▸ **What you have to do**:
What is needed is a verbatim copy of each record below.

▸ **Records for this exercise**:
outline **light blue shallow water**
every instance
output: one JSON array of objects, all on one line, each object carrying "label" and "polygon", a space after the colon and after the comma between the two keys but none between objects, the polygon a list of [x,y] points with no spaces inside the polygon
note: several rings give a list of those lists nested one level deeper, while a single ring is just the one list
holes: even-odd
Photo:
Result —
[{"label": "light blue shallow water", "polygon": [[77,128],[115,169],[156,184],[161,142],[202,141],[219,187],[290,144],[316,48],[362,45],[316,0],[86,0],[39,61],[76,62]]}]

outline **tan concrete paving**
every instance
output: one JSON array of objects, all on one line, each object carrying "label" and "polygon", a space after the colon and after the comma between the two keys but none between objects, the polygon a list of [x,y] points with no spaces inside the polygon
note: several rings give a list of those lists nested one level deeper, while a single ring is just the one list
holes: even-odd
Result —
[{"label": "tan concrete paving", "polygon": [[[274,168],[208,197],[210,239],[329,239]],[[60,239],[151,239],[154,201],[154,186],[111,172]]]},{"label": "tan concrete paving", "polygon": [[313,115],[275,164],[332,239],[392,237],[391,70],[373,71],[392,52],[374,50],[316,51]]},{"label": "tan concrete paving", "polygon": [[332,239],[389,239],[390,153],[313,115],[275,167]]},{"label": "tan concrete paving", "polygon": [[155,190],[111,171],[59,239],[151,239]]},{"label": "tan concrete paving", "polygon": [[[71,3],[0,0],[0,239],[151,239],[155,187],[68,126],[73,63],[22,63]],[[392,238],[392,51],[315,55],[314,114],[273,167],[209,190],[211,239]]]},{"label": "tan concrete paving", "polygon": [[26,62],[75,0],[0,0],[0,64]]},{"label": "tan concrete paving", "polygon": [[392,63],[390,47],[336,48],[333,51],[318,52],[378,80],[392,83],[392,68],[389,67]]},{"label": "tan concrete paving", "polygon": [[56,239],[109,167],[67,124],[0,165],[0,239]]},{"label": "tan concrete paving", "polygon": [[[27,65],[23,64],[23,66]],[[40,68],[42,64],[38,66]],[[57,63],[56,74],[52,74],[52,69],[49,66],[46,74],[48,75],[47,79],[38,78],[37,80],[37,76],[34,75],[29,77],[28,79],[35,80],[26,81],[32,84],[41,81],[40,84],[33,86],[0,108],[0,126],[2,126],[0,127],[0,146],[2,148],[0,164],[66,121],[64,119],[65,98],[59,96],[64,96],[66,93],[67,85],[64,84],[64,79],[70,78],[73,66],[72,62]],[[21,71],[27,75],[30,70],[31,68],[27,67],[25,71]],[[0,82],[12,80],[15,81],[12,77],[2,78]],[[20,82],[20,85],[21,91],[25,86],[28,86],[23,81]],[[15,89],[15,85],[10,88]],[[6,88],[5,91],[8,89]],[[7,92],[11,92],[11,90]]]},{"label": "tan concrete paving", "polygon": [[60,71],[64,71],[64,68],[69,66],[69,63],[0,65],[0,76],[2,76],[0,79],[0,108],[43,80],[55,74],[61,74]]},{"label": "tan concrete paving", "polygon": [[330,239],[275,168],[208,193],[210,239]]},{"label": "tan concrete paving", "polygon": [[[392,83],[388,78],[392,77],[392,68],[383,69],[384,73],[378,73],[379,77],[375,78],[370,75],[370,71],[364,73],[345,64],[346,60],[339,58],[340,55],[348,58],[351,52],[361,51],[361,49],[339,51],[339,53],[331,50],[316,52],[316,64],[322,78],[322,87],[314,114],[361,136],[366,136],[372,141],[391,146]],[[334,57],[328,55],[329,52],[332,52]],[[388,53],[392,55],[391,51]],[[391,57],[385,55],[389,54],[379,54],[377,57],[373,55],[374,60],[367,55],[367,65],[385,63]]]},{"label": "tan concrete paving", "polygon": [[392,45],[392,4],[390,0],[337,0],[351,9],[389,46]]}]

▸ **Result of the exercise**:
outline **light blue shallow water**
every instance
output: one JSON array of objects, all on one line, each object carrying "label" and "polygon", a space after the colon and after the comma between the two keys but none between objects, the polygon a list of [x,y] points with no spaces inside the polygon
note: several rings give a list of those lists nested one level deeper, while a single ring is just the one list
holes: even-odd
Photo:
Result —
[{"label": "light blue shallow water", "polygon": [[77,128],[115,169],[156,184],[161,142],[202,141],[219,187],[290,144],[316,48],[362,45],[316,0],[86,0],[39,61],[76,62]]}]

outline **tan concrete paving**
every instance
output: one JSON array of objects, all on one line, each object carrying "label" and "polygon", a space after the colon and after the comma between the two keys but none between objects, the polygon a list of [x,y] points with no spaces inside the polygon
note: several rings give a list of those lists nested one level deeper, while a single ring is just the one list
holes: even-odd
Result —
[{"label": "tan concrete paving", "polygon": [[[274,168],[208,197],[210,239],[329,239]],[[60,239],[151,239],[154,201],[154,186],[111,172]]]},{"label": "tan concrete paving", "polygon": [[313,115],[275,164],[332,239],[392,237],[391,70],[373,71],[392,52],[374,50],[316,51]]},{"label": "tan concrete paving", "polygon": [[332,239],[389,239],[390,153],[313,115],[275,167]]},{"label": "tan concrete paving", "polygon": [[155,190],[111,171],[59,239],[151,239]]},{"label": "tan concrete paving", "polygon": [[[71,3],[0,0],[0,239],[151,239],[155,187],[68,126],[73,63],[22,63]],[[392,238],[392,51],[315,55],[314,114],[273,167],[209,190],[211,239]]]},{"label": "tan concrete paving", "polygon": [[26,62],[75,0],[0,0],[0,64]]},{"label": "tan concrete paving", "polygon": [[392,63],[390,47],[336,48],[333,51],[318,52],[378,80],[392,83],[392,68],[389,67]]},{"label": "tan concrete paving", "polygon": [[56,239],[109,167],[67,124],[0,165],[0,239]]},{"label": "tan concrete paving", "polygon": [[[27,65],[23,64],[23,66]],[[40,68],[42,64],[38,66]],[[57,63],[56,74],[52,74],[52,69],[49,66],[46,74],[48,75],[47,79],[38,78],[37,80],[37,76],[34,75],[29,77],[28,79],[35,80],[26,81],[32,84],[41,81],[40,84],[33,86],[0,108],[0,126],[2,126],[0,127],[0,146],[2,148],[0,164],[66,121],[64,119],[65,98],[59,96],[64,96],[66,93],[67,85],[64,84],[64,79],[70,78],[73,66],[72,62]],[[21,71],[27,75],[30,70],[31,68],[27,67],[25,71]],[[0,82],[12,80],[15,81],[12,77],[2,78]],[[20,82],[20,85],[21,91],[25,86],[28,86],[23,81]],[[15,89],[15,85],[10,88]],[[6,88],[5,91],[8,89]],[[7,92],[11,92],[11,90]]]},{"label": "tan concrete paving", "polygon": [[60,71],[64,71],[64,68],[69,66],[69,63],[0,65],[0,76],[2,76],[0,79],[0,108],[43,80],[55,74],[61,74]]},{"label": "tan concrete paving", "polygon": [[330,239],[275,168],[208,193],[210,239]]},{"label": "tan concrete paving", "polygon": [[[392,83],[388,78],[392,77],[392,68],[383,69],[384,73],[378,73],[379,77],[375,78],[370,75],[370,71],[364,73],[345,64],[346,60],[339,58],[340,55],[348,58],[351,52],[361,51],[361,49],[339,51],[339,53],[331,50],[316,52],[316,64],[322,78],[322,87],[314,114],[361,136],[366,136],[372,141],[391,146]],[[334,57],[328,55],[329,52],[332,52]],[[388,53],[392,55],[391,51]],[[391,57],[385,55],[389,54],[379,54],[377,57],[373,55],[374,60],[367,55],[367,65],[385,63]]]},{"label": "tan concrete paving", "polygon": [[392,45],[392,4],[390,0],[337,0],[351,9],[389,46]]}]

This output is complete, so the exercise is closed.